## SELECTED TEXT
-- start --

All I can say is. I like my bows just how I like my women. natural beauty,long,lean,lite, low maintenance, and all the right Cruves and with me every time I go huntn. <<--O/


----------



## EPEK (Sep 11, 2007)

I have shot a recurve bow, but that was because someone left it leaning against the twelve ring.


----------



## muzzlehutn (Oct 26, 2007)

I have shot a compound bow but it blew up all by its self. <<--O/


----------



## EPEK (Sep 11, 2007)

You got me, I have nothing.


----------



## Treehugnhuntr (Sep 7, 2007)

EPEK said:


> You got me, I have nothing.


 :lol:


----------



## TEX-O-BOB (Sep 12, 2007)

EPEK said:


> You got me, I have nothing.


WHAT!? The mighty EPEK, king of all things witty, silenced! OMG! this is a first!


----------



## EPEK (Sep 11, 2007)

I did say something, I thought it was as funny as having a heart attack during a game of sharades.


----------



## north slope (Sep 8, 2007)

A traditional bow is like these guys that get a Prince Albert...... You now have to pee sitting down! Your range is cut way down, for what? I will always pee standing up.


----------



## muzzlehutn (Oct 26, 2007)

-- end --

## DATA PROVIDED

-- start --

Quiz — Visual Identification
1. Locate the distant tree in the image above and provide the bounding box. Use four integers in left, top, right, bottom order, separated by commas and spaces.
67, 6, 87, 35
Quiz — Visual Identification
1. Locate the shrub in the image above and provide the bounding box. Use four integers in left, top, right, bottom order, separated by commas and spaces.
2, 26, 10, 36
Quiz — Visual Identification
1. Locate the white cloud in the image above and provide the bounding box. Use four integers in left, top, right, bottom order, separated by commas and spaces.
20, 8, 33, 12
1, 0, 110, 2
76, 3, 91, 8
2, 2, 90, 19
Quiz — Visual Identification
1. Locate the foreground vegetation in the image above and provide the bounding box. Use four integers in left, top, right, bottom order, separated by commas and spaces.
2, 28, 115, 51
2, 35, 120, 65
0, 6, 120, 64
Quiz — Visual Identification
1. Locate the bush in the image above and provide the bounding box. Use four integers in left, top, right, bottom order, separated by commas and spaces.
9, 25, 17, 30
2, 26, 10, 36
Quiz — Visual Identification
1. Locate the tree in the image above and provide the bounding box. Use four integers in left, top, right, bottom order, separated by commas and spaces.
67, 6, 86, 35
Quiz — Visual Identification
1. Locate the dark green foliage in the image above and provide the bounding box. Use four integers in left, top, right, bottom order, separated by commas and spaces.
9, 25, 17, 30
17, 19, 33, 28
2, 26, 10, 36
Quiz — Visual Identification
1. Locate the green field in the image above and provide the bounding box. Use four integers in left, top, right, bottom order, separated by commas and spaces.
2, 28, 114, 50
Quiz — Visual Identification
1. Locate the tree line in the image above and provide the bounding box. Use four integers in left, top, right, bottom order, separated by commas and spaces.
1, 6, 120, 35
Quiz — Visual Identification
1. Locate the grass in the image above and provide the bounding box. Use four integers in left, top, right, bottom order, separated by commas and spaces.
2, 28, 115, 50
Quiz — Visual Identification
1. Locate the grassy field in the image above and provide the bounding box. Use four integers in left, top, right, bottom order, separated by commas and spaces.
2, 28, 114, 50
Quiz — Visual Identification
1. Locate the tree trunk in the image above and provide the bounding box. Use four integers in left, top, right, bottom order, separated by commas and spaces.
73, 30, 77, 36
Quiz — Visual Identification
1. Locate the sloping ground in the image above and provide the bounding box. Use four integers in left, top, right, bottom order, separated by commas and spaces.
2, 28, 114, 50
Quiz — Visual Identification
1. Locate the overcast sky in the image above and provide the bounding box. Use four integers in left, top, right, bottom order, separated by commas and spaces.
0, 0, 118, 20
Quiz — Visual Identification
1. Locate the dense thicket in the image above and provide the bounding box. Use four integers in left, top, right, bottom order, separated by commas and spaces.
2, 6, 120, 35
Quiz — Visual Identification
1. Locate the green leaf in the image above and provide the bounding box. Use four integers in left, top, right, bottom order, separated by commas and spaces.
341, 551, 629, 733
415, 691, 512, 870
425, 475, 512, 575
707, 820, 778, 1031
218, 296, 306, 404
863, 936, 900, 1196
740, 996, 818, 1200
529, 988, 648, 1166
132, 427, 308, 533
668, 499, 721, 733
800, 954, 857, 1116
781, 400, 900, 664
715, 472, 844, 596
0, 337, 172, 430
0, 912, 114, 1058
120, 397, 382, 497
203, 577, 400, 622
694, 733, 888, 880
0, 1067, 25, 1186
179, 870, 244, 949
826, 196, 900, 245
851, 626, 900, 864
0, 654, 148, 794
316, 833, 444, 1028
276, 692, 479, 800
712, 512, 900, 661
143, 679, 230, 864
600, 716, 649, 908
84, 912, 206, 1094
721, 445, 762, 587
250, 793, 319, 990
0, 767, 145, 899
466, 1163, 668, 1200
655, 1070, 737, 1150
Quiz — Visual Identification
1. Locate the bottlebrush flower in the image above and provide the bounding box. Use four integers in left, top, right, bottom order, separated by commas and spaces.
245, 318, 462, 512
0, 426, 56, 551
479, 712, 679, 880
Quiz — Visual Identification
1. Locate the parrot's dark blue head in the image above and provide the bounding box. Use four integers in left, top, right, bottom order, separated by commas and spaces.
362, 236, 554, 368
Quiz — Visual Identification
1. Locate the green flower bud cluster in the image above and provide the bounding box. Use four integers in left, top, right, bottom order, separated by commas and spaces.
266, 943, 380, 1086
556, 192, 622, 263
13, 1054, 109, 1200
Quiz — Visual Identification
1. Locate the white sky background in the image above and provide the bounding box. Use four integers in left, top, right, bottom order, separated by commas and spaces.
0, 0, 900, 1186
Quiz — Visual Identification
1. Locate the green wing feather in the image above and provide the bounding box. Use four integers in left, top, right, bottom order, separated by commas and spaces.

-- end --

## GIVEN PROBLEM A
Starting at the beginning of the records and ending with the line that contains "2, 28, 115, 50", write those lines out again with "Locate" replaced by "Identify", keeping everything else the same.
## GIVEN PROBLEM B
Continue the forum thread about bows from the point where it stops.

## OUTPUT A
Quiz — Visual Identification
1. Identify the distant tree in the image above and provide the bounding box. Use four integers in left, top, right, bottom order, separated by commas and spaces.
67, 6, 87, 35
Quiz — Visual Identification
1. Identify the shrub in the image above and provide the bounding box. Use four integers in left, top, right, bottom order, separated by commas and spaces.
2, 26, 10, 36
Quiz — Visual Identification
1. Identify the white cloud in the image above and provide the bounding box. Use four integers in left, top, right, bottom order, separated by commas and spaces.
20, 8, 33, 12
1, 0, 110, 2
76, 3, 91, 8
2, 2, 90, 19
Quiz — Visual Identification
1. Identify the foreground vegetation in the image above and provide the bounding box. Use four integers in left, top, right, bottom order, separated by commas and spaces.
2, 28, 115, 51
2, 35, 120, 65
0, 6, 120, 64
Quiz — Visual Identification
1. Identify the bush in the image above and provide the bounding box. Use four integers in left, top, right, bottom order, separated by commas and spaces.
9, 25, 17, 30
2, 26, 10, 36
Quiz — Visual Identification
1. Identify the tree in the image above and provide the bounding box. Use four integers in left, top, right, bottom order, separated by commas and spaces.
67, 6, 86, 35
Quiz — Visual Identification
1. Identify the dark green foliage in the image above and provide the bounding box. Use four integers in left, top, right, bottom order, separated by commas and spaces.
9, 25, 17, 30
17, 19, 33, 28
2, 26, 10, 36
Quiz — Visual Identification
1. Identify the green field in the image above and provide the bounding box. Use four integers in left, top, right, bottom order, separated by commas and spaces.
2, 28, 114, 50
Quiz — Visual Identification
1. Identify the tree line in the image above and provide the bounding box. Use four integers in left, top, right, bottom order, separated by commas and spaces.
1, 6, 120, 35
Quiz — Visual Identification
1. Identify the grass in the image above and provide the bounding box. Use four integers in left, top, right, bottom order, separated by commas and spaces.
2, 28, 115, 50

## OUTPUT B
when has "Bowhunting" became a long range sport my friend. cause if you could get closer you would. I dont need a bow that shoots 60 yrds cause my bow kills them just as dead at 20. you better sit down so you dont make a mess when you pee and by all means dont pee into the wind cause it will all come back to you. <<--O/


----------



## north slope (Sep 8, 2007)

muzzlehutn said:


> when has "Bowhunting" became a long range sport my friend. cause if you could get closer you would. I dont need a bow that shoots 60 yrds cause my bow kills them just as dead at 20. you better sit down so you dont make a mess when you pee and by all means dont pee into the wind cause it will all come back to you. <<--O/


No one said anything about long range, so keep your pants on. I like a 30 yard shot and I would prefer it over an 5 yard shot. I like my training wheels, keep you stick away from me.


----------



## muzzlehutn (Oct 26, 2007)

north slope wrote"I like a 30 yard shot" My max is 30 yards so how dose that effect my range 
and killing game my arrow might not be the first there but it will get the job done <<--O/


----------



## north slope (Sep 8, 2007)

muzzlehutn said:


> noth slope wrote"I like a 30 yard shot" My max is 30 yards so how dose that effect my range
> and killing game my arrow might not be the first there but it will get the job done <<--O/


Here is a great idea. Next post you can get in your stage coach and deliver your reply! I know you hate technology. :shock: Bring your stick flinger down to UAC this Friday and you can dazzle us with your 30 yard shot.  If you get on your horse now I am sure you could make it by Friday.


----------



## bowhunter3 (Oct 18, 2007)

o-||


----------



## muzzlehutn (Oct 26, 2007)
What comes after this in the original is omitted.